THE PROBLEM
Could you filter the listing for lines with the word "target" and return them?

TASK MATERIAL

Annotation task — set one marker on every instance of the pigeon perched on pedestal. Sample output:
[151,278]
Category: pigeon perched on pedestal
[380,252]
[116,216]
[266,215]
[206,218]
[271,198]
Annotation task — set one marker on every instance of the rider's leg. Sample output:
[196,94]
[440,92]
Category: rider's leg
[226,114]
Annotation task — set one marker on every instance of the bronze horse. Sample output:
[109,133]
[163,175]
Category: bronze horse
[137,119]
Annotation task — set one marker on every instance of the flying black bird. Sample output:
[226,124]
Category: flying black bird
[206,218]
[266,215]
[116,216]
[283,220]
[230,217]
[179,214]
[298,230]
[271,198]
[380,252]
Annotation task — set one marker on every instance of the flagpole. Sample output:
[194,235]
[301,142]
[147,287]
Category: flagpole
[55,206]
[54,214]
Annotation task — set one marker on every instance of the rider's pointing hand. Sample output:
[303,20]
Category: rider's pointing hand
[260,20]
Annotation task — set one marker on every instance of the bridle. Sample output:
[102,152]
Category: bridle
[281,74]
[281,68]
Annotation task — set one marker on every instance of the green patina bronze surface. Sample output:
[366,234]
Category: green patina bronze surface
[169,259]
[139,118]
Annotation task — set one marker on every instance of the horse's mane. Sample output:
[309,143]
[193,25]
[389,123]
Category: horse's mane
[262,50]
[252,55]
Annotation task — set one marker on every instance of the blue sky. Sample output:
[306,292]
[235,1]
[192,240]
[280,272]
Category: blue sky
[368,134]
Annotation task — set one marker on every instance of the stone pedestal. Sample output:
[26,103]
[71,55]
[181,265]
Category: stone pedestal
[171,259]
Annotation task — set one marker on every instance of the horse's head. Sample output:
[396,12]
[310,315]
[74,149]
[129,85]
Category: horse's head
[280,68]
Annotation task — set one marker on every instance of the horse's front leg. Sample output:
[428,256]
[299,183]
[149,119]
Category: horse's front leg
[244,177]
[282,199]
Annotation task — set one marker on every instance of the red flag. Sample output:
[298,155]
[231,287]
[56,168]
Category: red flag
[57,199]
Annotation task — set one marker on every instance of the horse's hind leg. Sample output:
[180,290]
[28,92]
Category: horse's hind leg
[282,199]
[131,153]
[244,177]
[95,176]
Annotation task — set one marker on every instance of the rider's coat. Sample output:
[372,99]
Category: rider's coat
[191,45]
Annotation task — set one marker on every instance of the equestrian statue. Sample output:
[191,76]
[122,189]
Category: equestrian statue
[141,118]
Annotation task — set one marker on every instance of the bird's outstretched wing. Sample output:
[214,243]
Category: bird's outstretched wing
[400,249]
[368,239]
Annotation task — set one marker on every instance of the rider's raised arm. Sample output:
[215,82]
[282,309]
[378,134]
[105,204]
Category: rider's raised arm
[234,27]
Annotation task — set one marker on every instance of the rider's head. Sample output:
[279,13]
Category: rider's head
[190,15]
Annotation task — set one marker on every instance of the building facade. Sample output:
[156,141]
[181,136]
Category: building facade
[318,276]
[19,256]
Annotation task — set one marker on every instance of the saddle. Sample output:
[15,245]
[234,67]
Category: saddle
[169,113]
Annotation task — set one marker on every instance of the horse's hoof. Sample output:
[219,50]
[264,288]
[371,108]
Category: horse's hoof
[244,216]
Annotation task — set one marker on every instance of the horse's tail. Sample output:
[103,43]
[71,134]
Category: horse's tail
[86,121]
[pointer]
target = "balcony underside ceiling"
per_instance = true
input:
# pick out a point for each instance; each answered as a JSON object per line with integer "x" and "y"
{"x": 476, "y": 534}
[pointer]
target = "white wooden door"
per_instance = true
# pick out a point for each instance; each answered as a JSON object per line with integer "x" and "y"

EXERCISE RESULT
target = "balcony underside ceiling"
target = "white wooden door"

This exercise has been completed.